▸ GIVEN EXERCISE 1
Duplicate the Cleveland review below word for word, in full.

▸ PAGE
Harvey Pekar’s and Joseph Remnant – Cleveland

It’s hard to think of this as anything other than epitaph, given its status as a posthumous release, but the question remains, is this a memorial for the man or the city he lived in?  Neither, as it happens - Harvey Pekar’s Cleveland is a book full of and about life, with both the city and its people being given ample space to breath on every page.

Pekar’s Cleveland has traditionally been an overbearingly crowded place, with even the most casual walks around town populated with an abundance of word balloons, thought bubbles and interjecting faces that threatened to black out the sky.  That abundance of words and opinions is still present in this book, but even when the text is at its densest it’s always carefully contained at the top of the panel, leaving the environments depicted underneath gloriously un-squashed.

The city and denizens of Harvey Pekar’s Cleveland are every bit as rich with opinion and story here as they ever were, but I can imagine some people finding the first half of the book a little bit plain, filled as it is with broad historical overview rather than the crooked, close quarters detail at which Pekar has always excelled.  Pekar’s generosity and his sense of interest manifest themselves differently in the first stretch of this narrative, where they are implicit in the amount of space city and artist are given to establish themselves in concert with each other.

Remnant  – his name far too apt for the job - renders Cleveland with an adherence to architectural detail that echoes the work of Eddie Campbell and his assistants in From Hell:

Here, as in that great book, buildings have a life of their own on the page – part of the environment Pekar and co exist in, but rendered with a solidity that rises above mere background detail:

Let us think of these places as being real; perhaps they are!  Remnant’s background players have a similarly suggestive definition to them.  Sometimes they add a lot to a simple scene – take the bit players in these panels for example:

 

The guy in the front of the first panel looks like he wants to cudgel himself to death rather than keep on contributing to Cleveland’s economic well-being, while the guy behind the ballot box in the second frame doesn’t look best pleased to feature in this particular historic moment.

▸ GIVEN EXERCISE 2
Please rewrite the records from the line with "Greenhouse-scouting task: tag the conchiglie" to the line with "point(84, 51)", replacing "conchiglie shell" with "pasta shell" and leaving everything else unchanged.

▸ SOURCE RECORDS
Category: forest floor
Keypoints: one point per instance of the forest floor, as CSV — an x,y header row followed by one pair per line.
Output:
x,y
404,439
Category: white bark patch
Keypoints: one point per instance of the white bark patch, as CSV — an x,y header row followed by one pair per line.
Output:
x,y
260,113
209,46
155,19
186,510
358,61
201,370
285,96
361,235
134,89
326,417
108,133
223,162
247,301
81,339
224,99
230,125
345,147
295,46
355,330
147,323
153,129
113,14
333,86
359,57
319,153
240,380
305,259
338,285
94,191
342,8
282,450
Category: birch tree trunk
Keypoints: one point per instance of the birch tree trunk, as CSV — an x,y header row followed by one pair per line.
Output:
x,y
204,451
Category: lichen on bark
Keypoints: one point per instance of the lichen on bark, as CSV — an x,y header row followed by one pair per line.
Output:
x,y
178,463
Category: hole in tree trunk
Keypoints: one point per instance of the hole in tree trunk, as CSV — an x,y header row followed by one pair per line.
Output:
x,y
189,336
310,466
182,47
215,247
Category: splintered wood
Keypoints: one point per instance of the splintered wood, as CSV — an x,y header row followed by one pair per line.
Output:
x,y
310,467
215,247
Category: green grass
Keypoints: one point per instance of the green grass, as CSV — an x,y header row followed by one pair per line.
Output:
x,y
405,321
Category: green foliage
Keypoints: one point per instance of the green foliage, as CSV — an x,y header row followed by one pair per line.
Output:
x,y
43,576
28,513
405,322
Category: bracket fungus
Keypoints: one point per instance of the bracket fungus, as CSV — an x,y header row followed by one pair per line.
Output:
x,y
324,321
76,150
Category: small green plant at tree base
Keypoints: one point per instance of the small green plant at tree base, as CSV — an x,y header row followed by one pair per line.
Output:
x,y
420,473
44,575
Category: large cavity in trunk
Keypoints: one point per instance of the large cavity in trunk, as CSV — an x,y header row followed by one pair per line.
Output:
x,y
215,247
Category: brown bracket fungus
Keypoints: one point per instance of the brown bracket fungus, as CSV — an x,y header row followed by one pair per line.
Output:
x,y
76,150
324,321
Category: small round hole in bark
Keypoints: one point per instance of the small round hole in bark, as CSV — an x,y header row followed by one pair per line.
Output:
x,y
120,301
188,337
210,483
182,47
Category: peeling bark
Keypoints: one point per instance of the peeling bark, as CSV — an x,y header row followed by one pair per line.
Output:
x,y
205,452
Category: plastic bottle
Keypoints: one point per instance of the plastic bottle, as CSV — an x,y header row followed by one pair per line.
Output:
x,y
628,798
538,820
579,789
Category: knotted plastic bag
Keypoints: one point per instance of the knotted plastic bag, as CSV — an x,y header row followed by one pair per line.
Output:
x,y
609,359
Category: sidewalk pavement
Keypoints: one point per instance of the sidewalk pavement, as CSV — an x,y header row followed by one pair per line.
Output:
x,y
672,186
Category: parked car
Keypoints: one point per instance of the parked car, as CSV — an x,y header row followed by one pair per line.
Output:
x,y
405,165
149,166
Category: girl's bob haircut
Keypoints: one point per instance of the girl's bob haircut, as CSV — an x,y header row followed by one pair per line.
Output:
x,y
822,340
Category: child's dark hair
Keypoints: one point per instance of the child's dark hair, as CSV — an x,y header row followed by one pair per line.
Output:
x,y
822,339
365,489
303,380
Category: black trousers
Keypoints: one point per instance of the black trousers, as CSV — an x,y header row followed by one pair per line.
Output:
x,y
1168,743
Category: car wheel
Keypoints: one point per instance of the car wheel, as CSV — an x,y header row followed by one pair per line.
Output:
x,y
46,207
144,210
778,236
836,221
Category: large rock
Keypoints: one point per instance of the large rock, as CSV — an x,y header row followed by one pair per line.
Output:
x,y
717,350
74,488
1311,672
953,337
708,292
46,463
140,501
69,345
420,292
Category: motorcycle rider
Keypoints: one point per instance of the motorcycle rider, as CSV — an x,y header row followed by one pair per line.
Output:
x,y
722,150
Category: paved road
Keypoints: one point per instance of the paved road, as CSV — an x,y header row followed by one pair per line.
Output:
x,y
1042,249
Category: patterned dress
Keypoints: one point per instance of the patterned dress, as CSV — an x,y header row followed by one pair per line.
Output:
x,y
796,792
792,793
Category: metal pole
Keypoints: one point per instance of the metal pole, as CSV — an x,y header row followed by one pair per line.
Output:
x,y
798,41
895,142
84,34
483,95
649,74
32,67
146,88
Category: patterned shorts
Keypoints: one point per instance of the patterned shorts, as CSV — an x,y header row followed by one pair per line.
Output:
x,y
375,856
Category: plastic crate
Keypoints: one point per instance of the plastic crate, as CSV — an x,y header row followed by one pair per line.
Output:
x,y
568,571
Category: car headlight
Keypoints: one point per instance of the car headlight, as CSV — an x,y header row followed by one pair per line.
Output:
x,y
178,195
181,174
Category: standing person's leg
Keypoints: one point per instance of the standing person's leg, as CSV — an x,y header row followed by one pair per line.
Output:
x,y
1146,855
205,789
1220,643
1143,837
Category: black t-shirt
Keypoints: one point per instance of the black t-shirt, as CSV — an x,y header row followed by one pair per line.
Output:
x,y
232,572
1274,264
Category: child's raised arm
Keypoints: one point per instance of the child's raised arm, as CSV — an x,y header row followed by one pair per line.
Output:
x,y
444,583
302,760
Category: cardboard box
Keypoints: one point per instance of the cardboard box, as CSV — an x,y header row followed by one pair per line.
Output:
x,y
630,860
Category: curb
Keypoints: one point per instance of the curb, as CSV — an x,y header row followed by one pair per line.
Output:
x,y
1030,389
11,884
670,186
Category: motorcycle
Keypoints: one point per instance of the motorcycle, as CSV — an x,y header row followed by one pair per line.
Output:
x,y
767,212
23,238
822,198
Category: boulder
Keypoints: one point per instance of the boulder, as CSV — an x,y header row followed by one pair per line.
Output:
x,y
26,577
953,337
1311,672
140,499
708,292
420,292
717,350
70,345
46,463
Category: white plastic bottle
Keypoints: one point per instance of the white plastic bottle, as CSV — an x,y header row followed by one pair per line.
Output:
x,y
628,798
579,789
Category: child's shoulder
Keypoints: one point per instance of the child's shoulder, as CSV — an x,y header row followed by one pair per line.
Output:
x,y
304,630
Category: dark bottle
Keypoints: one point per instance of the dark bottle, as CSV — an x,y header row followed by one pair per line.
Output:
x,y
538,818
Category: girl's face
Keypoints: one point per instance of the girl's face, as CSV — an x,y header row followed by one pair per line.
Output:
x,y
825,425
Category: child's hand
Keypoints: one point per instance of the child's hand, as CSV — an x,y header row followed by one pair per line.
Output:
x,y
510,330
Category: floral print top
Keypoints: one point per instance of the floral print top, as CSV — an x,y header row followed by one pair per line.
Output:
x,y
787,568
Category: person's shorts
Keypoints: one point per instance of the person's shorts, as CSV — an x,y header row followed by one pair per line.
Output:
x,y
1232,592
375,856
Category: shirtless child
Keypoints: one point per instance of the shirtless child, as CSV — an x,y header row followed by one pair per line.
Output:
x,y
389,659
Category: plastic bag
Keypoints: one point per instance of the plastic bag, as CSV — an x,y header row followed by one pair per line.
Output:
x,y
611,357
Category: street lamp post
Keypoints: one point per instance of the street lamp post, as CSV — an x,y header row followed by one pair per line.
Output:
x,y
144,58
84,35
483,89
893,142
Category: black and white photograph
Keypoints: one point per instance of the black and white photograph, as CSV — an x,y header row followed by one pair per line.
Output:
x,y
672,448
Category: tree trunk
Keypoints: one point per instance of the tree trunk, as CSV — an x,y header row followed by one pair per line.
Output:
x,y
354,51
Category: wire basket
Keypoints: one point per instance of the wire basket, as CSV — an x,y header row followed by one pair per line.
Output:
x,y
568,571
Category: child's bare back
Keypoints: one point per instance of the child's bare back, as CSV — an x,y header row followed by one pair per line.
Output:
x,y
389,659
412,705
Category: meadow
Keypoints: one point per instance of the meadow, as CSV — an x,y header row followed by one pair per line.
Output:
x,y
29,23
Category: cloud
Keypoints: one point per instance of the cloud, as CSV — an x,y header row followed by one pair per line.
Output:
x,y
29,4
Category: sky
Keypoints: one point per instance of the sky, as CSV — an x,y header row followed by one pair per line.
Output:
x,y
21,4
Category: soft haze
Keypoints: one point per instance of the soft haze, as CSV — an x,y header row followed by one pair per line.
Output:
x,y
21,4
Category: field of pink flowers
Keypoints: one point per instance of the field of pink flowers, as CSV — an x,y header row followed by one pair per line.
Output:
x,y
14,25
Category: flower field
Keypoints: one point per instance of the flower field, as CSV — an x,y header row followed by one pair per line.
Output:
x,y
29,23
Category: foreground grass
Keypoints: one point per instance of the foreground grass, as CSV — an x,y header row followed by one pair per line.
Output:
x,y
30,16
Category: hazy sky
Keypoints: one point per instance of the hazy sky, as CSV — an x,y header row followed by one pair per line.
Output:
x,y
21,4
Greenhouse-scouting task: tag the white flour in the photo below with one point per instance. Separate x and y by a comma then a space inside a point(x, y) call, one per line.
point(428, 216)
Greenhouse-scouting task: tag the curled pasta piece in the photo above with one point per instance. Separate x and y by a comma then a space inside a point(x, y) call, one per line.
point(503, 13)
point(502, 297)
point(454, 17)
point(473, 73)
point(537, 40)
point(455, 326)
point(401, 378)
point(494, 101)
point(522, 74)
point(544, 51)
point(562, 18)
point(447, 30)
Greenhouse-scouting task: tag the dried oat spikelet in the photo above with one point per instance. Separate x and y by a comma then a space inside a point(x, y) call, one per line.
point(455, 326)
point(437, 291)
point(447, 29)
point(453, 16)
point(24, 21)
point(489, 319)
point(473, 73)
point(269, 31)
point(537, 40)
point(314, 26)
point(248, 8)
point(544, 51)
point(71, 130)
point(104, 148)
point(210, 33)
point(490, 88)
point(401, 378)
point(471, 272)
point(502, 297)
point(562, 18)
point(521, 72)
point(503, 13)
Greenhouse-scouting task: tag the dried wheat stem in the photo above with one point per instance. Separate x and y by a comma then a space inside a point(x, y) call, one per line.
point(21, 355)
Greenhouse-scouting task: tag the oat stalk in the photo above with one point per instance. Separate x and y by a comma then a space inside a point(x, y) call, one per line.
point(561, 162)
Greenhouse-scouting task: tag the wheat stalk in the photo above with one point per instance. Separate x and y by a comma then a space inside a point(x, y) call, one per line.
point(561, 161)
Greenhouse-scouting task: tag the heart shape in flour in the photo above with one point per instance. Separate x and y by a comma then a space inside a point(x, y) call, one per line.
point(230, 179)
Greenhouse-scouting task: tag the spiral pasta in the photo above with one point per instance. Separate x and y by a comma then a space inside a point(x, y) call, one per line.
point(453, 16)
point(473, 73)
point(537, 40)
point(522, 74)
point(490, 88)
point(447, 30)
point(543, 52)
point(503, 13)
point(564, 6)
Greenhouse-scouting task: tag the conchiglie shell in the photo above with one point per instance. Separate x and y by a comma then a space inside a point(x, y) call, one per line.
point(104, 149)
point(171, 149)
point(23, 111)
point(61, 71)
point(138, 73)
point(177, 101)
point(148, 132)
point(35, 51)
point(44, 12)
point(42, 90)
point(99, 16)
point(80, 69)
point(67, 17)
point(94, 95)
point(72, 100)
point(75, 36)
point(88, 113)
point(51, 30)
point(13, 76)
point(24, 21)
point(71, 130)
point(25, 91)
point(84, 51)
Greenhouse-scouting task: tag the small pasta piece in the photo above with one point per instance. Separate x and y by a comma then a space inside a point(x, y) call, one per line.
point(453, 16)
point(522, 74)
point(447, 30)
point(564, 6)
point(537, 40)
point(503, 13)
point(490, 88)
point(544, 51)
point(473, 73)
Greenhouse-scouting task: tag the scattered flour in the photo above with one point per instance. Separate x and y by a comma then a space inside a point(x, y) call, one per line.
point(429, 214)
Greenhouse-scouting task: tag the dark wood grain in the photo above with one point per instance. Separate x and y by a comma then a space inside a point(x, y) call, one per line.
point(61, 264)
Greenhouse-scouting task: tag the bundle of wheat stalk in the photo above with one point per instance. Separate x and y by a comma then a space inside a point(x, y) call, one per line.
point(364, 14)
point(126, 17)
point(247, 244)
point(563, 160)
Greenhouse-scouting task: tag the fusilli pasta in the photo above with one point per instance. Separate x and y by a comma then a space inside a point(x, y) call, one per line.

▸ FULL ANSWER 1
Harvey Pekar’s and Joseph Remnant – Cleveland

It’s hard to think of this as anything other than epitaph, given its status as a posthumous release, but the question remains, is this a memorial for the man or the city he lived in?  Neither, as it happens - Harvey Pekar’s Cleveland is a book full of and about life, with both the city and its people being given ample space to breath on every page.

Pekar’s Cleveland has traditionally been an overbearingly crowded place, with even the most casual walks around town populated with an abundance of word balloons, thought bubbles and interjecting faces that threatened to black out the sky.  That abundance of words and opinions is still present in this book, but even when the text is at its densest it’s always carefully contained at the top of the panel, leaving the environments depicted underneath gloriously un-squashed.

The city and denizens of Harvey Pekar’s Cleveland are every bit as rich with opinion and story here as they ever were, but I can imagine some people finding the first half of the book a little bit plain, filled as it is with broad historical overview rather than the crooked, close quarters detail at which Pekar has always excelled.  Pekar’s generosity and his sense of interest manifest themselves differently in the first stretch of this narrative, where they are implicit in the amount of space city and artist are given to establish themselves in concert with each other.

Remnant  – his name far too apt for the job - renders Cleveland with an adherence to architectural detail that echoes the work of Eddie Campbell and his assistants in From Hell:

Here, as in that great book, buildings have a life of their own on the page – part of the environment Pekar and co exist in, but rendered with a solidity that rises above mere background detail:

Let us think of these places as being real; perhaps they are!  Remnant’s background players have a similarly suggestive definition to them.  Sometimes they add a lot to a simple scene – take the bit players in these panels for example:

 

The guy in the front of the first panel looks like he wants to cudgel himself to death rather than keep on contributing to Cleveland’s economic well-being, while the guy behind the ballot box in the second frame doesn’t look best pleased to feature in this particular historic moment.

▸ FULL ANSWER 2
Greenhouse-scouting task: tag the pasta shell in the photo above with one point per instance. Separate x and y by a comma then a space inside a point(x, y) call, one per line.
point(104, 149)
point(171, 149)
point(23, 111)
point(61, 71)
point(138, 73)
point(177, 101)
point(148, 132)
point(35, 51)
point(44, 12)
point(42, 90)
point(99, 16)
point(80, 69)
point(67, 17)
point(94, 95)
point(72, 100)
point(75, 36)
point(88, 113)
point(51, 30)
point(13, 76)
point(24, 21)
point(71, 130)
point(25, 91)
point(84, 51)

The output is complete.